課題 => 下の本文によると、子供用のプログラミング学習環境として名前が挙がっているスクラッチを開発したのはどこですか。

┌─ 本文

私は、中学校ぐらいからパソコンに興味を持ち、大学時代に独学でプログラミングを学びました。そのまま、エンジニアの道に進み、その後さまざまな言語を習得し、業務でも使ってきました。

その経験から言えることは、プログラミングとは、どれか一つの言語で学べば、他の言語でも言語の違いを意識するだけで同じように使うことができる技術だということです。

プログラミング言語はアルゴリズムを実現する手段でしかないので、言語は最低一つ経験があればよく、アルゴリズムの方が重要です。

目次

プログラミング学習環境の現実

子供用のプログラミング学習環境として有名なのは、MITが開発したスクラッチがあります。スクラッチはGUIでプログラムを組んで、キャラクターに色んな動きをさせてプログラムの動画確認ができる環境です。

スクラッチ上でプログラムを組み、コンパイル、実行、動作を確認という一連の流れを行えるので、学習環境としてとても優れているように感じます。

プログラミング学習はゲームのように楽しみながら学べるような誤解がある

しかし、実際には、子供は新しいゲームのような感覚で最初は取り組むわけですが、自由度が高すぎるため何をしていいのかわからず、テキトウにマウスでポチポチ部品を並べて、プログラミングをした結果、キャラクターに変な動きをさせるだけで終わってしまいます。

└─
┌─ 提供資料

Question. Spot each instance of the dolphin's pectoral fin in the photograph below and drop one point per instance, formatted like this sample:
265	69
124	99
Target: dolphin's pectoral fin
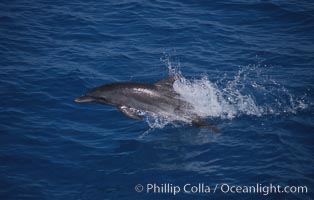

└─

解答 => MITです。